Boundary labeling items

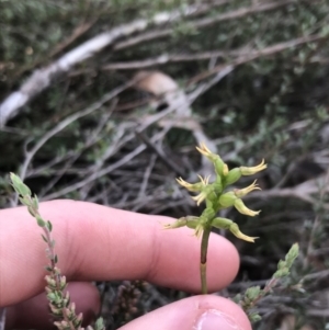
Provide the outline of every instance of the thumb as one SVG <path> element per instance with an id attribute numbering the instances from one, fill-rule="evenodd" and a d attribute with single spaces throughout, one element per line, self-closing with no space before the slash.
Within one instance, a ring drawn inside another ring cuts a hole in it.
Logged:
<path id="1" fill-rule="evenodd" d="M 120 330 L 252 330 L 235 303 L 218 296 L 194 296 L 149 312 Z"/>

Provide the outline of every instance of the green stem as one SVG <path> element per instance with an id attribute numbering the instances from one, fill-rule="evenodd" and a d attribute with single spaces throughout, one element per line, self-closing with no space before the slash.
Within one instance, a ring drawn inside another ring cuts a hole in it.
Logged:
<path id="1" fill-rule="evenodd" d="M 211 235 L 211 226 L 207 226 L 203 230 L 201 240 L 201 260 L 200 260 L 200 275 L 201 275 L 201 291 L 203 295 L 207 294 L 207 250 L 208 240 Z"/>

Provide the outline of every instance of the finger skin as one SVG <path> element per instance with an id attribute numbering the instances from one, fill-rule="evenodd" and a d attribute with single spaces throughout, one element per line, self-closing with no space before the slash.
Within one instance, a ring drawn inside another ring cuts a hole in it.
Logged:
<path id="1" fill-rule="evenodd" d="M 70 283 L 67 287 L 71 301 L 76 304 L 76 312 L 83 315 L 86 327 L 100 311 L 100 295 L 91 283 Z M 7 329 L 54 329 L 55 319 L 49 314 L 46 294 L 42 293 L 31 299 L 7 308 Z"/>
<path id="2" fill-rule="evenodd" d="M 252 330 L 246 314 L 238 305 L 209 295 L 175 301 L 133 320 L 120 330 L 198 330 L 202 329 L 200 319 L 208 311 L 220 315 L 228 323 L 227 327 L 217 328 L 218 330 Z"/>
<path id="3" fill-rule="evenodd" d="M 41 214 L 54 225 L 59 268 L 68 281 L 146 281 L 200 292 L 200 240 L 188 228 L 162 230 L 171 218 L 86 202 L 53 201 Z M 25 300 L 44 287 L 45 242 L 26 207 L 0 210 L 0 306 Z M 209 292 L 232 281 L 239 257 L 217 235 L 209 239 Z"/>

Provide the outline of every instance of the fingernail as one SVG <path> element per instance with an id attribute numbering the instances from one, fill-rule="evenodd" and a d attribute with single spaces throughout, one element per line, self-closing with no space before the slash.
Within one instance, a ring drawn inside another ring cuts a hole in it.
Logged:
<path id="1" fill-rule="evenodd" d="M 197 320 L 195 330 L 242 330 L 230 316 L 216 309 L 204 312 Z"/>

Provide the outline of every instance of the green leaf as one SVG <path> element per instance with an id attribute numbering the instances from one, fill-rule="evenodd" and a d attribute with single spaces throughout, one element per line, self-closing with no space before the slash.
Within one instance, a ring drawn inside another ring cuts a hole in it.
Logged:
<path id="1" fill-rule="evenodd" d="M 246 296 L 252 301 L 260 295 L 260 286 L 251 286 L 246 291 Z"/>
<path id="2" fill-rule="evenodd" d="M 37 223 L 37 226 L 44 228 L 46 226 L 46 221 L 39 216 L 39 215 L 36 215 L 36 223 Z"/>
<path id="3" fill-rule="evenodd" d="M 37 195 L 34 195 L 34 197 L 32 198 L 32 205 L 35 209 L 38 209 L 38 200 L 37 200 Z"/>
<path id="4" fill-rule="evenodd" d="M 43 234 L 42 234 L 42 238 L 46 243 L 48 242 L 47 238 Z"/>

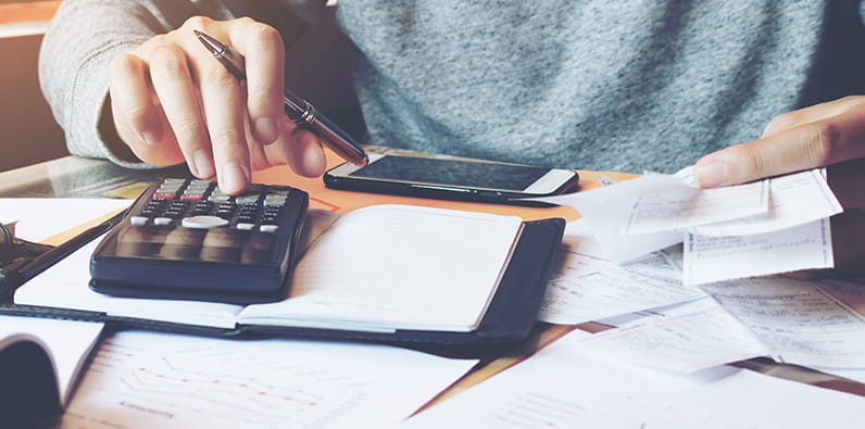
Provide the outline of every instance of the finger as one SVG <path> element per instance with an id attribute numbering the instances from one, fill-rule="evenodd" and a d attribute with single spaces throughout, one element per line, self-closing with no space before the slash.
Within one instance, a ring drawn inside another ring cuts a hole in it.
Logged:
<path id="1" fill-rule="evenodd" d="M 865 109 L 709 154 L 694 165 L 704 188 L 743 184 L 865 156 Z"/>
<path id="2" fill-rule="evenodd" d="M 240 83 L 213 59 L 195 64 L 220 188 L 236 194 L 250 180 Z"/>
<path id="3" fill-rule="evenodd" d="M 148 60 L 153 88 L 190 171 L 202 179 L 215 176 L 208 127 L 186 53 L 175 45 L 166 45 L 153 49 Z"/>
<path id="4" fill-rule="evenodd" d="M 246 58 L 247 110 L 252 135 L 269 144 L 279 137 L 283 116 L 285 48 L 273 27 L 249 18 L 231 22 L 229 42 Z"/>
<path id="5" fill-rule="evenodd" d="M 278 149 L 283 151 L 285 162 L 301 176 L 321 176 L 327 167 L 327 159 L 318 137 L 296 126 L 288 117 L 284 118 L 283 124 L 287 134 L 279 140 Z M 269 152 L 271 147 L 265 151 Z"/>
<path id="6" fill-rule="evenodd" d="M 120 54 L 109 63 L 109 93 L 120 137 L 142 161 L 166 165 L 177 162 L 163 144 L 162 112 L 153 102 L 147 63 L 133 54 Z"/>
<path id="7" fill-rule="evenodd" d="M 782 113 L 769 121 L 762 137 L 768 137 L 812 122 L 828 119 L 865 102 L 865 98 L 851 96 Z M 761 137 L 761 138 L 762 138 Z"/>

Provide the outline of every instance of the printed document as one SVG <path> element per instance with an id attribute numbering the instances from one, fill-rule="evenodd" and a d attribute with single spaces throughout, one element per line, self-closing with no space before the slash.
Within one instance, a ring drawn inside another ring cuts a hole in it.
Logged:
<path id="1" fill-rule="evenodd" d="M 63 416 L 71 428 L 392 428 L 476 361 L 385 345 L 108 338 Z"/>
<path id="2" fill-rule="evenodd" d="M 424 428 L 858 428 L 865 400 L 732 367 L 678 375 L 566 336 L 412 417 Z"/>

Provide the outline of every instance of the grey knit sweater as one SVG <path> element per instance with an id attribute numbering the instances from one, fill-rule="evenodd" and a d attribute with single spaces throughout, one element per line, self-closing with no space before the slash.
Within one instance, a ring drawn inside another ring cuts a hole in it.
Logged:
<path id="1" fill-rule="evenodd" d="M 305 3 L 321 3 L 312 1 Z M 43 91 L 73 153 L 141 166 L 100 117 L 105 65 L 243 1 L 66 0 Z M 302 1 L 284 1 L 297 7 Z M 309 8 L 310 4 L 304 4 Z M 865 80 L 858 1 L 340 0 L 372 142 L 568 168 L 672 172 Z"/>

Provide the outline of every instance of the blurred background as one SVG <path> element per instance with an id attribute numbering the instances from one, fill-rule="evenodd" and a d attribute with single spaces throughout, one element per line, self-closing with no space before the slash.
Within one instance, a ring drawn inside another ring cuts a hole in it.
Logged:
<path id="1" fill-rule="evenodd" d="M 45 30 L 61 1 L 0 0 L 0 172 L 68 155 L 63 131 L 39 89 L 38 56 Z M 365 126 L 351 70 L 356 49 L 327 8 L 309 26 L 275 10 L 273 0 L 250 1 L 250 14 L 267 20 L 286 38 L 287 85 L 359 140 Z M 292 61 L 302 59 L 302 61 Z"/>
<path id="2" fill-rule="evenodd" d="M 68 154 L 37 73 L 39 45 L 59 5 L 0 0 L 0 172 Z"/>

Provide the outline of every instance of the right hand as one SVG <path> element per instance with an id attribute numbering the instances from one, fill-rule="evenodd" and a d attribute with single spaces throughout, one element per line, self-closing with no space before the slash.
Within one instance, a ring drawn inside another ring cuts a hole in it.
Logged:
<path id="1" fill-rule="evenodd" d="M 241 85 L 192 33 L 198 29 L 246 58 Z M 316 136 L 283 111 L 285 48 L 279 33 L 250 18 L 196 16 L 146 41 L 109 66 L 111 112 L 118 136 L 141 161 L 186 161 L 196 177 L 217 178 L 229 194 L 254 169 L 289 164 L 318 176 L 325 157 Z"/>

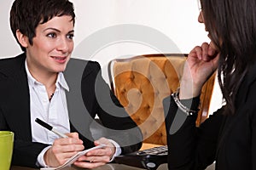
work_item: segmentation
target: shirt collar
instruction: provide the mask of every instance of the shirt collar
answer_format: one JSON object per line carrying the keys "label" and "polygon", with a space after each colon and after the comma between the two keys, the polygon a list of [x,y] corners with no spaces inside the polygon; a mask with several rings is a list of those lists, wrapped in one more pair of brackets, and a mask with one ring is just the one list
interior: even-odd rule
{"label": "shirt collar", "polygon": [[[25,68],[26,68],[26,72],[27,75],[27,80],[28,80],[28,84],[32,87],[33,87],[35,84],[42,84],[41,82],[38,82],[30,73],[28,67],[27,67],[27,61],[26,60],[25,61]],[[59,86],[63,88],[65,90],[69,92],[69,88],[68,85],[65,80],[64,74],[63,72],[59,72],[58,77],[55,82],[56,88]]]}

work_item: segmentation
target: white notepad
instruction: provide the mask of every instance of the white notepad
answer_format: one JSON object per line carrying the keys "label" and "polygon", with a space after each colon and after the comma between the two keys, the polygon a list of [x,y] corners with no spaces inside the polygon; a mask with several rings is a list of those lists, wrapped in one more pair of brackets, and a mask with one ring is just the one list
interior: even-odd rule
{"label": "white notepad", "polygon": [[89,152],[92,150],[103,148],[105,146],[106,146],[105,144],[100,144],[100,145],[95,146],[93,148],[90,148],[88,150],[79,151],[76,155],[74,155],[73,156],[69,158],[64,164],[61,165],[60,167],[42,167],[42,168],[40,168],[40,170],[57,170],[57,169],[61,169],[61,168],[67,167],[72,165],[75,161],[77,161],[80,156],[84,156],[87,152]]}

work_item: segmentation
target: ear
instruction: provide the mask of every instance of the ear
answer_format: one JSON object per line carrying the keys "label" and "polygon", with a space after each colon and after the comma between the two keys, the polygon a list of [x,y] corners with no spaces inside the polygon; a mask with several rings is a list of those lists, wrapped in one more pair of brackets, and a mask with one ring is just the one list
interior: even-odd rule
{"label": "ear", "polygon": [[16,37],[22,47],[24,48],[28,47],[29,44],[28,38],[26,36],[22,34],[20,30],[16,31]]}

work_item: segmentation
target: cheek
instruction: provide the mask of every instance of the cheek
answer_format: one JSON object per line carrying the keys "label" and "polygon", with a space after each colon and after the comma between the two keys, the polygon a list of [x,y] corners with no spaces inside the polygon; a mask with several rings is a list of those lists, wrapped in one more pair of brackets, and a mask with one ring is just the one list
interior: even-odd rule
{"label": "cheek", "polygon": [[72,52],[73,52],[73,46],[74,46],[73,42],[71,42],[71,43],[69,44],[69,47],[68,47],[68,48],[69,48],[69,53],[72,53]]}

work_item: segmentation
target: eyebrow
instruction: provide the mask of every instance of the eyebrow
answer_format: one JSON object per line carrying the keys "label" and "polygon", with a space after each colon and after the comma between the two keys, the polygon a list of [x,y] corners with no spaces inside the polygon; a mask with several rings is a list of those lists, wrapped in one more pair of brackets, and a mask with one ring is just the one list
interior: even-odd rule
{"label": "eyebrow", "polygon": [[[44,31],[46,31],[48,30],[53,30],[53,31],[55,31],[57,32],[61,32],[61,31],[56,29],[56,28],[46,28],[46,29],[44,30]],[[73,32],[74,32],[74,30],[69,31],[67,33],[69,34],[69,33],[73,33]]]}

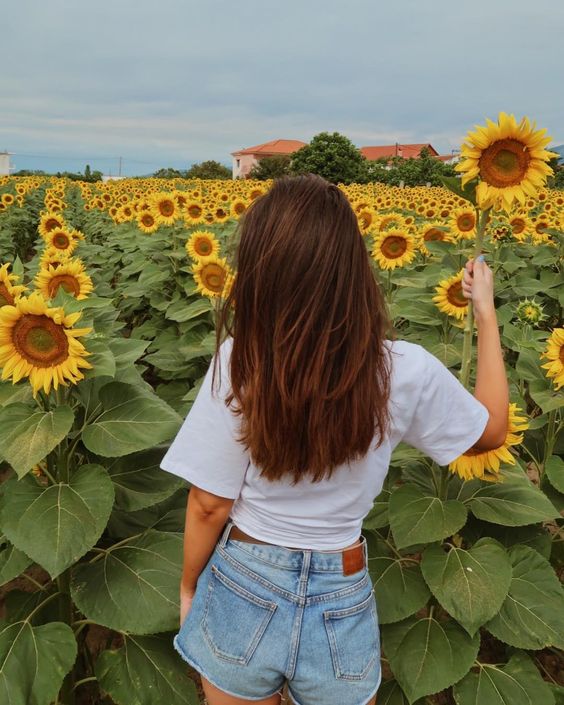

YOUR OBJECTIVE — In the material, lay out everything from the line containing "Provide the outline of every instance of the printed" down to the line containing "63 416 L 71" as a numbered list, including both of those lines and leaving out any blank lines.

ANSWER TO THIS EXERCISE —
1. Provide the outline of every instance of the printed document as one SVG <path> element per instance with an id attribute numbering the instances from one, fill-rule="evenodd" and a d attribute with single spaces throughout, one element per line, self-closing with no space before the slash.
2. Within one instance, a ring drawn inside another ring cuts a hole in it.
3. Logged:
4. <path id="1" fill-rule="evenodd" d="M 63 416 L 71 428 L 392 428 L 476 361 L 385 345 L 108 338 Z"/>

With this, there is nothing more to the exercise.